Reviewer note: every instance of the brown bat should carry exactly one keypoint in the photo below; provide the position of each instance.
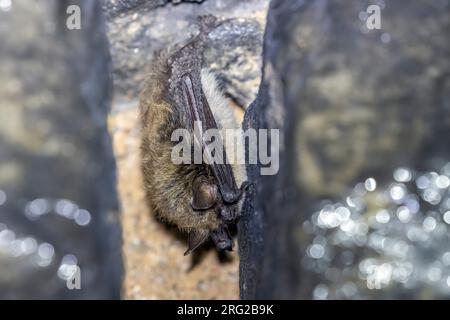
(202, 199)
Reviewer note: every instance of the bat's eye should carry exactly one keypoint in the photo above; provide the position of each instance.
(204, 193)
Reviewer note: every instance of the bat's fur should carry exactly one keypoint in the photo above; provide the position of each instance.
(169, 186)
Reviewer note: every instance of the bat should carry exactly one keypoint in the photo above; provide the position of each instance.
(202, 199)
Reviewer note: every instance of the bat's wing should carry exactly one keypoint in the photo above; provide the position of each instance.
(200, 115)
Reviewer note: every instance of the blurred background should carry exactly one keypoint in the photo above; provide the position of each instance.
(359, 210)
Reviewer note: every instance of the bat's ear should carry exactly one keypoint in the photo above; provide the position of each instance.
(195, 239)
(204, 194)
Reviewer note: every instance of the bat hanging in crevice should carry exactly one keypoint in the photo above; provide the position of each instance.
(201, 199)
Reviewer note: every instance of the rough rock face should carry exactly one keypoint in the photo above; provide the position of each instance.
(351, 103)
(153, 252)
(58, 205)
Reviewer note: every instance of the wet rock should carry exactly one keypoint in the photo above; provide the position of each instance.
(234, 52)
(351, 103)
(57, 173)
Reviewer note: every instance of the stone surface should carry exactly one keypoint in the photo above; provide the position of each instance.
(56, 156)
(155, 267)
(351, 103)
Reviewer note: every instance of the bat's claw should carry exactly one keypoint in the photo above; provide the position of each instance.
(222, 239)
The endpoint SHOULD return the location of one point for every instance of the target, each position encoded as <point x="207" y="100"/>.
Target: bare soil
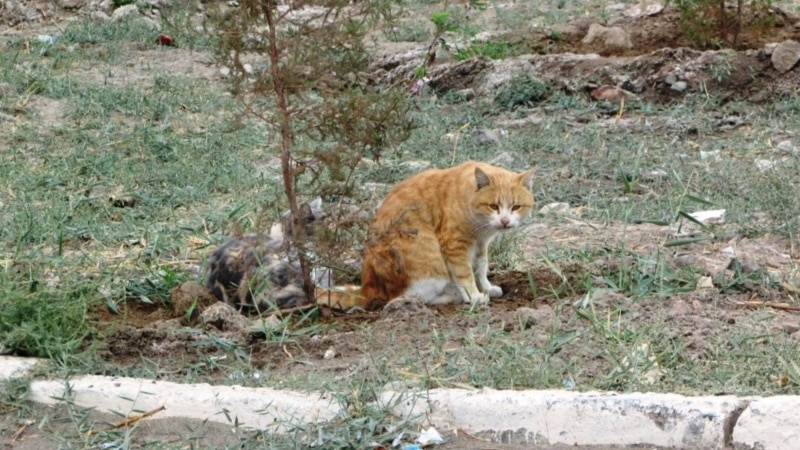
<point x="156" y="333"/>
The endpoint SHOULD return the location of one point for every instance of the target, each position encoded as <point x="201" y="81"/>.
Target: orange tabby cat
<point x="431" y="234"/>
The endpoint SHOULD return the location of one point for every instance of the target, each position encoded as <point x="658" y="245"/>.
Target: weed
<point x="521" y="90"/>
<point x="489" y="49"/>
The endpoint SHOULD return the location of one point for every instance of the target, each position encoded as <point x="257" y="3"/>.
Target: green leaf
<point x="679" y="242"/>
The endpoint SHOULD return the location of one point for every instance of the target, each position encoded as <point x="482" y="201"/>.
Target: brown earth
<point x="154" y="333"/>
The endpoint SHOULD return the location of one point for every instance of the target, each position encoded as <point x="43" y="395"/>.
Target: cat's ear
<point x="306" y="212"/>
<point x="481" y="179"/>
<point x="525" y="178"/>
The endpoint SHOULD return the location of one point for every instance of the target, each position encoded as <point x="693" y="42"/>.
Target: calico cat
<point x="255" y="272"/>
<point x="431" y="234"/>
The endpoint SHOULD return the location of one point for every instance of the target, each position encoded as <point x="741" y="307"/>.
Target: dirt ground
<point x="156" y="333"/>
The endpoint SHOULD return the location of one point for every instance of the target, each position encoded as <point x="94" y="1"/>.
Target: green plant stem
<point x="286" y="144"/>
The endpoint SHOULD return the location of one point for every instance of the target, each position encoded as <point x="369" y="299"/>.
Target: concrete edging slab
<point x="541" y="417"/>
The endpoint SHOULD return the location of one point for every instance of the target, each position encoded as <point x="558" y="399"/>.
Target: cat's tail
<point x="341" y="297"/>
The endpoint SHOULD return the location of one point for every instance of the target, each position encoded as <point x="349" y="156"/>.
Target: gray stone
<point x="679" y="86"/>
<point x="99" y="16"/>
<point x="610" y="38"/>
<point x="485" y="136"/>
<point x="529" y="317"/>
<point x="504" y="159"/>
<point x="124" y="11"/>
<point x="786" y="55"/>
<point x="224" y="317"/>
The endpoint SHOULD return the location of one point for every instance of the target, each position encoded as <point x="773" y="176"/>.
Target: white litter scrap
<point x="709" y="217"/>
<point x="430" y="437"/>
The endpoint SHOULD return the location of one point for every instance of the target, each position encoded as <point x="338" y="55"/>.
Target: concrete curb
<point x="258" y="408"/>
<point x="534" y="417"/>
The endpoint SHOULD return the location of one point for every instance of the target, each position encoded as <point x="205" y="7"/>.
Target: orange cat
<point x="431" y="234"/>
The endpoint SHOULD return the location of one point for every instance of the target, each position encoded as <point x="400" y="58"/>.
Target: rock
<point x="644" y="9"/>
<point x="485" y="136"/>
<point x="709" y="217"/>
<point x="404" y="307"/>
<point x="679" y="86"/>
<point x="70" y="4"/>
<point x="99" y="16"/>
<point x="705" y="283"/>
<point x="685" y="260"/>
<point x="189" y="299"/>
<point x="504" y="159"/>
<point x="554" y="208"/>
<point x="416" y="165"/>
<point x="224" y="317"/>
<point x="611" y="93"/>
<point x="680" y="308"/>
<point x="769" y="49"/>
<point x="786" y="146"/>
<point x="611" y="38"/>
<point x="467" y="94"/>
<point x="124" y="11"/>
<point x="786" y="55"/>
<point x="529" y="317"/>
<point x="263" y="324"/>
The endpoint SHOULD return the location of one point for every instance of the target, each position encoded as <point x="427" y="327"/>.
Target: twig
<point x="138" y="417"/>
<point x="281" y="313"/>
<point x="775" y="305"/>
<point x="19" y="432"/>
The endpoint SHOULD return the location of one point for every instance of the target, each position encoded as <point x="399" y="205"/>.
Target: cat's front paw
<point x="476" y="298"/>
<point x="495" y="291"/>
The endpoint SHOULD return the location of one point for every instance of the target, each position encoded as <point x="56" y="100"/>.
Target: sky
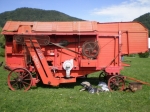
<point x="92" y="10"/>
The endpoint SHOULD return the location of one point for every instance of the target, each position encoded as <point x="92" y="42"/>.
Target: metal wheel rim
<point x="102" y="76"/>
<point x="116" y="83"/>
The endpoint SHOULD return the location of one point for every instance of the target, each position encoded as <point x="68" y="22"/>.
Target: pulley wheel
<point x="90" y="49"/>
<point x="116" y="83"/>
<point x="19" y="79"/>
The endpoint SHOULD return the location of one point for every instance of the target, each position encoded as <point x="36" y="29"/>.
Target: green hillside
<point x="145" y="20"/>
<point x="31" y="14"/>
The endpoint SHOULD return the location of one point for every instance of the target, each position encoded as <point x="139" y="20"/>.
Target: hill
<point x="145" y="20"/>
<point x="32" y="14"/>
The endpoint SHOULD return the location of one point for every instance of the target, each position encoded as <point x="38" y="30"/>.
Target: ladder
<point x="40" y="61"/>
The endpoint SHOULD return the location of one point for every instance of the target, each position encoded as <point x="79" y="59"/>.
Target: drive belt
<point x="64" y="47"/>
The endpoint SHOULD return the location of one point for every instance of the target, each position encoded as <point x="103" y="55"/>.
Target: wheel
<point x="19" y="79"/>
<point x="102" y="76"/>
<point x="90" y="49"/>
<point x="116" y="83"/>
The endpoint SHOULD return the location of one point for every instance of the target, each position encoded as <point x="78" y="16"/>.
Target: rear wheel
<point x="19" y="79"/>
<point x="116" y="83"/>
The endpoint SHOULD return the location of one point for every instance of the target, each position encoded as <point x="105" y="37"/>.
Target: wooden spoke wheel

BRIEF:
The records above should be repeated exactly, with every picture omitted.

ANSWER SPACE:
Reviewer note: every instance of the brown bat should carry exactly one keypoint in the photo below; provide the position of each instance.
(202, 199)
Reviewer note: every instance of the bat's eye should carry exactly one keypoint in the photo above; provide the position of each instance.
(204, 193)
Reviewer note: every instance of the bat's fur should carry exactly one keypoint in the photo above; provide the position of each instance.
(169, 186)
Reviewer note: every instance of the bat should carry exactly one keypoint in the photo above; provide the position of each instance.
(202, 199)
Reviewer note: every instance of the bat's wing should carry exactly one keypoint in the photo above; provide the position of each instance.
(200, 115)
Reviewer note: every instance of the blurred background should carry exactly one keypoint in the photo above; provide the position of each instance.
(359, 210)
Reviewer note: every instance of the bat's ear should carry exactly one keypoint in the photo above; provide the position of each instance.
(195, 239)
(204, 194)
Reviewer note: every instance of the bat hanging in crevice should carry exactly one keypoint in the photo above; provide the position of each instance.
(201, 199)
Reviewer note: every instance of the rough rock face should carry exactly one keypoint in the photo above; provide the position of each instance.
(351, 103)
(153, 252)
(58, 205)
Reviewer note: every instance of the wet rock should carry exactly one keypoint in the photo above; provide the position of each instance.
(234, 52)
(351, 103)
(57, 173)
Reviewer note: every instance of the stone surface should carry exactly one keypoint in the photo above; provide the position of each instance.
(56, 156)
(155, 267)
(351, 103)
Reviewer note: every instance of the bat's claw should carry exactly one keypoint in the photo above; provide the position of each instance.
(222, 239)
The endpoint SHOULD return the location of one point for every instance of the target, each position encoded as <point x="207" y="100"/>.
Target: bare soil
<point x="156" y="333"/>
The endpoint SHOULD return the location of one point for every instance of the target, each position encoded as <point x="201" y="81"/>.
Target: orange tabby cat
<point x="431" y="234"/>
The endpoint SHOULD return the location of one point for every instance of the target, each position encoded as <point x="658" y="245"/>.
Target: weed
<point x="521" y="90"/>
<point x="489" y="49"/>
The endpoint SHOULD return the location of one point for every instance of the target, each position encoded as <point x="257" y="3"/>.
Target: green leaf
<point x="679" y="242"/>
The endpoint SHOULD return the location of one point for every instance of the target, each position encoded as <point x="482" y="201"/>.
Target: brown earth
<point x="154" y="333"/>
The endpoint SHOULD return the location of one point for every instance of the target, each position encoded as <point x="43" y="395"/>.
Target: cat's ear
<point x="306" y="212"/>
<point x="481" y="179"/>
<point x="525" y="178"/>
The endpoint SHOULD return the location of one point for every instance of the target, each position encoded as <point x="693" y="42"/>.
Target: calico cat
<point x="255" y="272"/>
<point x="431" y="234"/>
The endpoint SHOULD return the location of one point for every instance of the target, each position encoded as <point x="741" y="307"/>.
Target: dirt ground
<point x="156" y="333"/>
The endpoint SHOULD return the location of one point for every instance of the target, each position encoded as <point x="94" y="1"/>.
Target: green plant stem
<point x="286" y="144"/>
The endpoint SHOULD return the location of one point for every instance of the target, each position encoded as <point x="369" y="299"/>.
Target: concrete edging slab
<point x="541" y="417"/>
The endpoint SHOULD return the location of one point for every instance of the target, each position encoded as <point x="558" y="399"/>.
Target: cat's tail
<point x="341" y="297"/>
The endpoint SHOULD return the location of one point for every instance of the target, each position encoded as <point x="349" y="156"/>.
Target: gray stone
<point x="679" y="86"/>
<point x="99" y="16"/>
<point x="610" y="38"/>
<point x="485" y="136"/>
<point x="529" y="317"/>
<point x="504" y="159"/>
<point x="124" y="11"/>
<point x="786" y="55"/>
<point x="224" y="317"/>
The endpoint SHOULD return the location of one point for every instance of the target, each position encoded as <point x="773" y="176"/>.
Target: white litter scrap
<point x="709" y="217"/>
<point x="430" y="437"/>
The endpoint SHOULD return the location of one point for every instance of the target, each position encoded as <point x="338" y="55"/>.
Target: concrete curb
<point x="258" y="408"/>
<point x="534" y="417"/>
The endpoint SHOULD return the location of one point for every instance of the target, each position encoded as <point x="205" y="7"/>.
Target: orange cat
<point x="431" y="234"/>
The endpoint SHOULD return the location of one point for every instance of the target, each position encoded as <point x="400" y="58"/>.
Target: rock
<point x="644" y="9"/>
<point x="485" y="136"/>
<point x="709" y="217"/>
<point x="404" y="307"/>
<point x="679" y="86"/>
<point x="70" y="4"/>
<point x="99" y="16"/>
<point x="705" y="283"/>
<point x="685" y="260"/>
<point x="189" y="299"/>
<point x="504" y="159"/>
<point x="554" y="208"/>
<point x="416" y="165"/>
<point x="224" y="317"/>
<point x="611" y="93"/>
<point x="680" y="308"/>
<point x="769" y="49"/>
<point x="786" y="146"/>
<point x="611" y="38"/>
<point x="467" y="94"/>
<point x="124" y="11"/>
<point x="786" y="55"/>
<point x="529" y="317"/>
<point x="263" y="324"/>
The endpoint SHOULD return the location of one point for every instance of the target, each position encoded as <point x="427" y="327"/>.
Target: twig
<point x="138" y="417"/>
<point x="281" y="313"/>
<point x="775" y="305"/>
<point x="19" y="432"/>
The endpoint SHOULD return the location of one point for every instance of the target, each position encoded as <point x="399" y="205"/>.
Target: cat's front paw
<point x="476" y="298"/>
<point x="495" y="291"/>
The endpoint SHOULD return the location of one point for every instance of the target, each position encoded as <point x="56" y="100"/>.
Target: sky
<point x="92" y="10"/>
The endpoint SHOULD return the location of one point for every instance of the target, each position encoded as <point x="92" y="42"/>.
Target: metal wheel rim
<point x="102" y="76"/>
<point x="116" y="83"/>
The endpoint SHOULD return the location of one point for every instance of the target, each position encoded as <point x="68" y="22"/>.
Target: pulley wheel
<point x="90" y="49"/>
<point x="116" y="83"/>
<point x="19" y="79"/>
The endpoint SHOULD return the location of one point for every instance of the target, each position encoded as <point x="36" y="29"/>.
Target: green hillside
<point x="145" y="20"/>
<point x="31" y="14"/>
The endpoint SHOULD return the location of one point for every instance of the target, each position encoded as <point x="139" y="20"/>.
Target: hill
<point x="145" y="20"/>
<point x="32" y="14"/>
The endpoint SHOULD return the location of one point for every instance of the target, each position encoded as <point x="38" y="30"/>.
Target: ladder
<point x="40" y="61"/>
The endpoint SHOULD return the location of one point for every instance of the target, each position encoded as <point x="79" y="59"/>.
Target: drive belt
<point x="64" y="47"/>
The endpoint SHOULD return the location of one point for every instance of the target, each position encoded as <point x="103" y="55"/>.
Target: wheel
<point x="19" y="79"/>
<point x="102" y="76"/>
<point x="90" y="49"/>
<point x="116" y="83"/>
The endpoint SHOULD return the location of one point for every instance of the target, each position encoded as <point x="78" y="16"/>.
Target: rear wheel
<point x="19" y="79"/>
<point x="116" y="83"/>
The endpoint SHOULD return the location of one point for every instance of the target, each position encoded as <point x="105" y="37"/>.
Target: wooden spoke wheel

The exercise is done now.